[Given entries Boundary: Start]
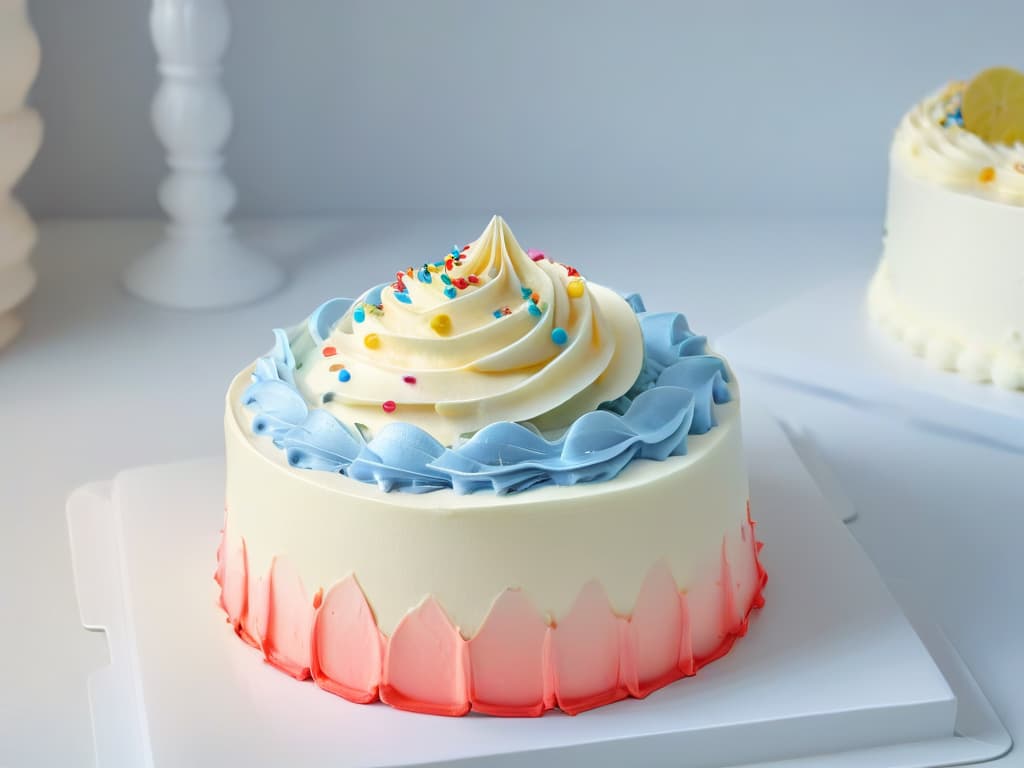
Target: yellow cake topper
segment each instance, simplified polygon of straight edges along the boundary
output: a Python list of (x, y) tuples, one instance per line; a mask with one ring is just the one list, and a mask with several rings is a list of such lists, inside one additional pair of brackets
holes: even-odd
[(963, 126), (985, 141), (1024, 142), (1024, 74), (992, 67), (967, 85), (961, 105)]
[Given entries Boundary: End]
• [Task description]
Return every line from the one holding "segment each instance, simplified" through the end of the data, exactly as it appears, with both ends kept and nothing else.

• [Result]
segment each instance, simplified polygon of straight edges along the boundary
output: a Python list of (x, y) tuples, one instance per line; a mask with one ring is just the one list, and a mask with several rings is a list of such lists, inside one additional pair of brackets
holes: even-odd
[(963, 126), (985, 141), (1024, 142), (1024, 74), (992, 67), (967, 85), (961, 105)]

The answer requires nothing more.